# New adventure/gravel bike frameset



## sync1 (Dec 24, 2012)

I’m thinking to assemble* an “adventure bike” to ride on the weekdays (on summer and winter) as gravel bike (10%), city bike (65%), do some road trains (25%) and use on turbo trainer if possible. I might use it to ride centuries and touring as well.
I already have other bikes (road/mtb) to use on the weekends.
*
What I’m looking on a frameset:
·*Price (about 600€)
·*Durability
·*Comfort
·*Geometry
·*Lightweight
·*Market value
·*Possibility to use on a turbo trainer
*
After been looking several frameset on the market, I’m undecided between these two:
*
Canyon Inflite (aluminum) frameset + VCLS 2.0 Seatpost
Pros:
·*Geometry (shorter chainstays, sharper headtube angle, shorter wheelbase)
·*Seatpost (27.2mm VCLS 2.0)
Cons:
·*Market value?
*
Jamis Renegade Expert (carbon) frameset
Pros:
·*Q15 front axle
·*Stiffer (massive BB)
Cons:
·*Geometry (longer wheelbase will make it less agile on city traffic)
·*Seatpost (it’s 31.8mm, a 27.2mm would be more flexible)
*
Which one would you choose based on my needs (justified)?


----------



## GOTA (Aug 27, 2012)

We don't have Canyon in the US so can't really comment on that bike.

The Jamis Renegade I am familiar with and it's very nice. It's comfortable without feeling slow. It would be great on gravel and the road. I don't think it would be a great city bike but few drop bar road bikes are. The handling though from the test ride I had was good. It reminded me of the Trek Domane. Would you be building it with hydraulic brakes? That's one of the big selling points of the complete bikes.

Saved entries:

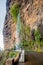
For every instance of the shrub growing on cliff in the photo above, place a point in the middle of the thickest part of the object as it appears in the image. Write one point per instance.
(14, 11)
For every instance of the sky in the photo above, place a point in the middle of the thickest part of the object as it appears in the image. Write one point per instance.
(2, 18)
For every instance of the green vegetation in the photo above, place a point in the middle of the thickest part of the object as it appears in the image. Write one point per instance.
(13, 54)
(7, 54)
(14, 11)
(24, 32)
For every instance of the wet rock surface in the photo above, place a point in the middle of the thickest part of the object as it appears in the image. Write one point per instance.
(33, 58)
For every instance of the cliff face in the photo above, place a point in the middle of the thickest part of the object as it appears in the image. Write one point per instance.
(31, 14)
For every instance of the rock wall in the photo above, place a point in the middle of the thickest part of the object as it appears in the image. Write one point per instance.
(31, 14)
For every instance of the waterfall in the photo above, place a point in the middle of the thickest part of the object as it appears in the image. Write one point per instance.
(18, 27)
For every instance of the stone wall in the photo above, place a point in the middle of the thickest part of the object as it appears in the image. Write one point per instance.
(31, 14)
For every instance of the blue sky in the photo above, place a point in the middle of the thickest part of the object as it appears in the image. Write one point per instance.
(2, 17)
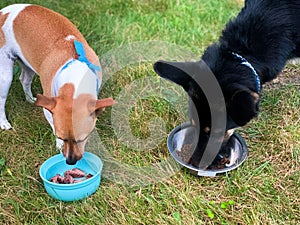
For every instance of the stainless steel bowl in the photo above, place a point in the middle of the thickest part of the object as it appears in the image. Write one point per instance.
(185, 134)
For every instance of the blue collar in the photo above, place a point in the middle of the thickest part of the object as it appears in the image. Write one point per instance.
(82, 57)
(79, 48)
(246, 63)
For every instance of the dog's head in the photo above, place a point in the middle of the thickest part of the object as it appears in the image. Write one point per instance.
(73, 119)
(240, 101)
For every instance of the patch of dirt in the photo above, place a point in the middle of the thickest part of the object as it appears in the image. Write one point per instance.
(289, 76)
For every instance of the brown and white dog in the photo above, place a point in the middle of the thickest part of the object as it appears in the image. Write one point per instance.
(46, 43)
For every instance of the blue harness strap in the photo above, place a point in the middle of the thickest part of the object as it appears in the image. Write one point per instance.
(82, 57)
(246, 63)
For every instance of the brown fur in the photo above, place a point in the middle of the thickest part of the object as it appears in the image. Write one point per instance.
(73, 119)
(2, 21)
(44, 45)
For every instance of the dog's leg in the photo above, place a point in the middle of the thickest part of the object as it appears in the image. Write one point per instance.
(26, 78)
(48, 115)
(6, 76)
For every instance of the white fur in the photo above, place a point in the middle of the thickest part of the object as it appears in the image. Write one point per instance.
(70, 37)
(8, 54)
(11, 47)
(80, 75)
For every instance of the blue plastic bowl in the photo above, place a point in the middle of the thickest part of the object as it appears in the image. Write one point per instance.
(89, 163)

CHALLENGES:
**1)** Using the frameset thread, decide whether each statement agrees with it, answering yes or no and quoting the words that settle it. (a) The first poster expects to ride the new bike mostly in the city. (b) The Jamis Renegade Expert frameset is aluminum. (c) The reply says Canyon bikes can be bought in the US.
**2)** Answer these from the frameset thread:
(a) About how much does the first poster want to spend on a frameset?
(b) What seatpost size does the Jamis frameset take?
(c) Which bike did the Jamis remind the second poster of?
**3)** Write the next part of the frameset thread, picking up right after its final sentence.

ANSWERS TO THE TASKS:
**1)**
(a) Yes: "city bike (65%)"
(b) No: "Jamis Renegade Expert (carbon) frameset"
(c) No: "We don't have Canyon in the US"

**2)**
(a) About 600€
(b) 31.8mm
(c) The Trek Domane

**3)**
----------



## sync1 (Dec 24, 2012)

When I said city bike I mean commuting to work.
Right now I'm using a Sintesi Z1 road bike with 25mm tires. I would like to replace it with a more comfortable road bike with disc brakes and 30mm tires.
I'm want the most "bang for the buck", I will get the TRP Spyre or HyRd brakes.
The doubt between the framesets (+seatpost) is the durability and comfort.


----------



## GOTA (Aug 27, 2012)

The Jamis Renegade frame is very well built from what I've seen. It's solid without being bulky. Tire clearance is huge. Normally I don't like large seatposts either but I didn't even notice that the Jamis was using a 31.8 instead of a 27.2. There wasn't that rigid inflexible feeling that you usually get from a larger diameter seat post.

I've had a Jamis Dragon mountain bike for years and the only frame issue I ever had was with the head badge coming off. They make quality bikes.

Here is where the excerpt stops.